I tried to get into a game a couple of times a week, my job permitting. We’d get a bunch of guys together, head over to the diamond, then play “work up” until enough guys showed up to make something like a real game (occasionally we had enough people to have umpires). As almost everyone wanted to play, we didn’t have much of an audience.
Every unit on the post (except for a couple of super secret units) had “house boys” or “house girls”. These were locals who lived in the surrounding villages and towns who were paid to work for us. They did standard “gofer” jobs like shine shoes, sweep floors, do laundry, work in the mess halls, fill sandbags. Everyone in the unit chipped in a few bucks and I understood from talking to the house boys that the pay was better than they could get on the local economy. They’d show up early in the morning, do their work, then head home in the evening. A big deuce and a half (that’s a two and a half ton truck for all you civilians) would head out in the morning, pick them up at various places and bring them home (I never did it so I’m not sure of the exact way it worked). Sometimes they would be done a while before the truck came to take them home and a few of them would wander over to see the crazy Americans playing this silly game.
His name was Pham and he worked for one of the other units. He was thin, about my age, and had gotten past the pigeon GI English of a lot of the workers. “Hey, GI, you want to screw my Mom, she’s a virgin”–Honest to God I heard this a time or two from kids who knew GI English but had no idea what it meant (And btw “screw” wasn’t the word used there, but this is a family site.). We could communicate in a broken English and his English was a lot better than my Vietnamese. We noticed him one day standing behind the backstop trying to figure out how to grip a ball. So one of the guys decided that if he was interested, we’d show him how the game worked. So we showed him how to hold the ball, how to throw with your right arm while your left foot came forward (he was right-handed). He knew so little that it was like trying to teach the game to a four year old. There were some old gloves around and we gave him one then showed him how to close the mitt when the ball got into the pocket. It took a while but he got reasonably good at catching and could throw a little. He understood that to run the bases you went to the first big white sack and began making lefts until you got back where you started. He wasn’t quite sure why this was so great (after all, you hadn’t actually gone anywhere), but we assured him that he’d scored something mystical called “a run” and that was good.
He couldn’t hit a lick. He tried, God, how he tried, but he couldn’t hit a 30 mile an hour toss let alone a 60 mile an hour pitch (which was about as fast as any of us could control a fastball). But he worked at it and finally in April he got lucky.

◆ **INFORMATION PROVIDED**
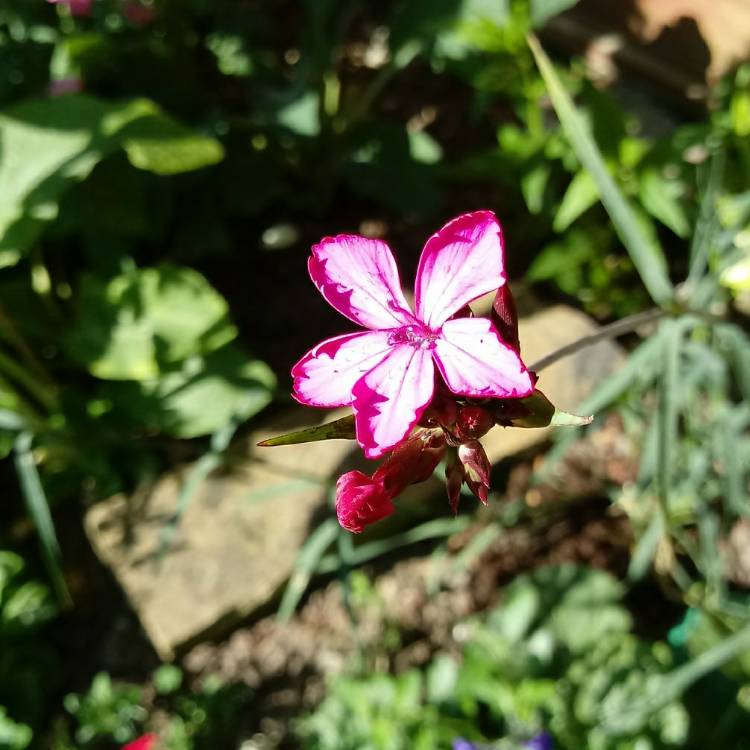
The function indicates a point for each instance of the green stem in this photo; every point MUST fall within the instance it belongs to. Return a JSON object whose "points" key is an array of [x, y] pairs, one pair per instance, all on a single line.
{"points": [[611, 331]]}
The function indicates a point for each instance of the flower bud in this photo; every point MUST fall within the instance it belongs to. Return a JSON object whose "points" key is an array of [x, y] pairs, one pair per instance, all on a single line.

◆ **TASK PROMPT**
Pick up the story about teaching Pham to play baseball right after its last sentence and carry it on.

◆ **ANSWER TO THE TASK**
I was at first when Pham came up. The pitcher lobbed one in and he swung. Magically, almost miraculously, the bat found the ball. It not only found it, it found the absolute center of the “sweet spot.” The ball arched up, went way over the head of the outfielders, and kept going. There were no fences so it rolled forever. By the time the nearest fielder got to it, Pham was around third and came home standing up. Everyone, even we guys on the other team, were cheering for him. A couple of guys picked him up, carried him around the bases on their shoulders, and everybody shook his hand. Bats were at a premium, so we couldn’t give him the bat, but we did have extra baseballs so we gave him his home run ball to take with him. We immediately nicknamed him “the Babe” and had to take a long time to explain to him who Babe Ruth was and why he mattered. Pham got several more hits, but it was his only homer.
In May, the North Vietnamese and the Viet Cong launched the May Offensive (it was 3 months after Tet). I was one of the people sent to hold Cholon (a northern suburb of Saigon). We did our job and got back to the Delta a couple of weeks later. I was in no mood for baseball for a while, so it was probably late June before I got back to the diamond (it was also the wet season and games were more infrequent). It was another week or so before I noticed Pham wasn’t around.
“Hey, where’s the Babe?”
They looked at me and shrugged. “Don’t know. He hasn’t been back since the Offensive.”
Pham was gone. We never knew what happened to him. It was possible he was a VC spy, but we decided that wasn’t very likely. Maybe the VC found his ball glove or the home run ball and got rid of him as a collaborator. We hoped that wasn’t true. I think we’d have almost preferred he be a spy than be killed because we gave him a ball and a glove. A lot of the villages around were devastated by the battles and our best guess was that he’d ended up displaced (a lot of the house boys disappeared after May) and was now somewhere far away in another part of the Delta.
I never knew what happened to him. I’d like to think his son or grandson still has the glove, but I wouldn’t bet on it what with “re-education” and everything. Maybe they missed it and it’s still safe. Maybe he made it to the States in the 1970s boatlift. If he did, I hope he still enjoys the game.